• TASK DESCRIPTION
Recast the listing below as a Markdown table with the columns "Row" and "Line", numbering each non-blank line in order and leaving out blank lines and the pictures.

• THE DATA
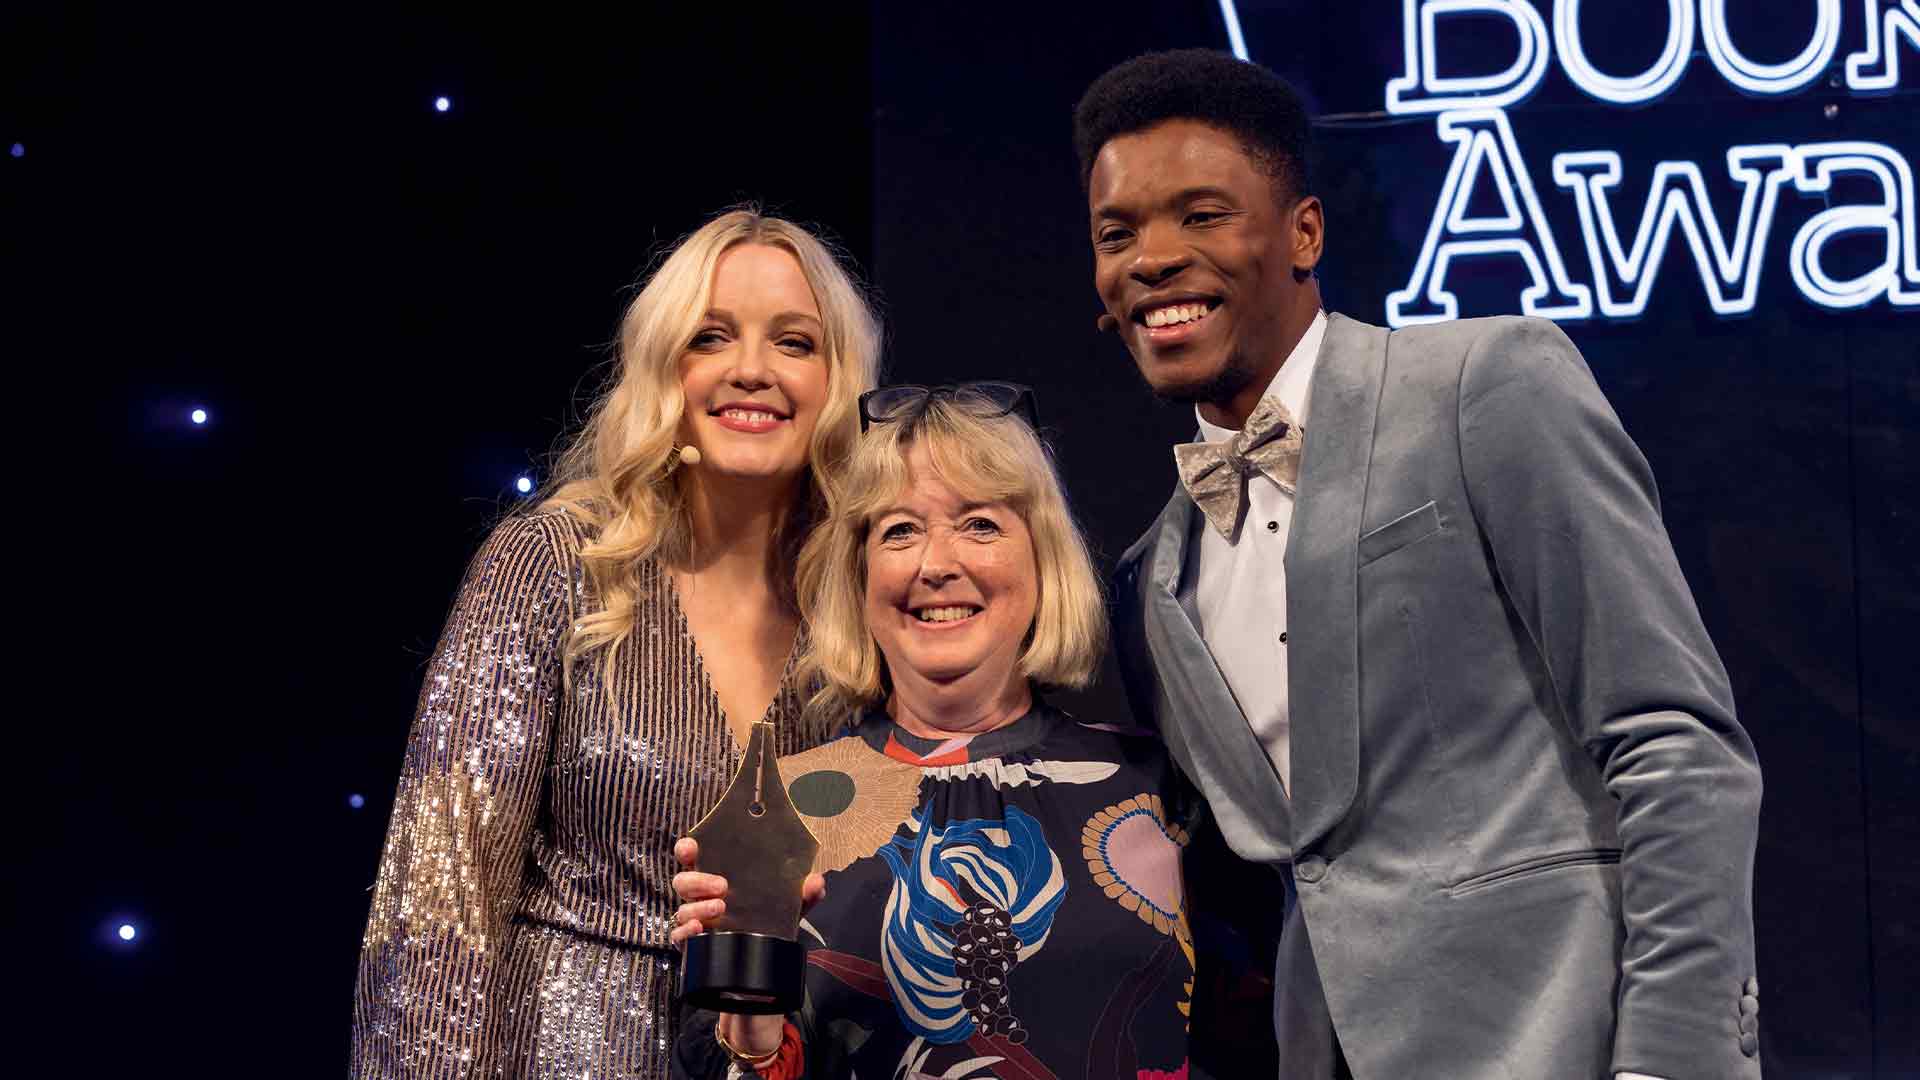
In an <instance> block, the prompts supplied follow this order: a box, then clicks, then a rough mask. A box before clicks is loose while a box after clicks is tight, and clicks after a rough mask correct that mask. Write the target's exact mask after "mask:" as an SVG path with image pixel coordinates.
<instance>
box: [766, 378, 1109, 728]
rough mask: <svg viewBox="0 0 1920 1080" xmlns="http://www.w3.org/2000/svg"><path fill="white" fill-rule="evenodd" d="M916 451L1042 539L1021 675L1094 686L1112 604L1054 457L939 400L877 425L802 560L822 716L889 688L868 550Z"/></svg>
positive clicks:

• RESPONSE FOR THIS EXERCISE
| Row | Line |
|---|---|
| 1 | In an <instance> block, the prompts supplied follow this order: a box, then clicks, then a rough mask. A box before clicks is loose while a box after clicks is tight, and clicks after a rough mask correct that mask. Write the target's exact mask after "mask:" as an SVG path with image pixel coordinates. |
| 2 | <instance> |
| 3 | box: [766, 378, 1109, 728] |
| 4 | rough mask: <svg viewBox="0 0 1920 1080" xmlns="http://www.w3.org/2000/svg"><path fill="white" fill-rule="evenodd" d="M916 451L1042 539L1021 675L1094 686L1112 604L1054 457L939 400L877 425L802 560L822 716L889 688L868 550Z"/></svg> |
| 5 | positive clicks: |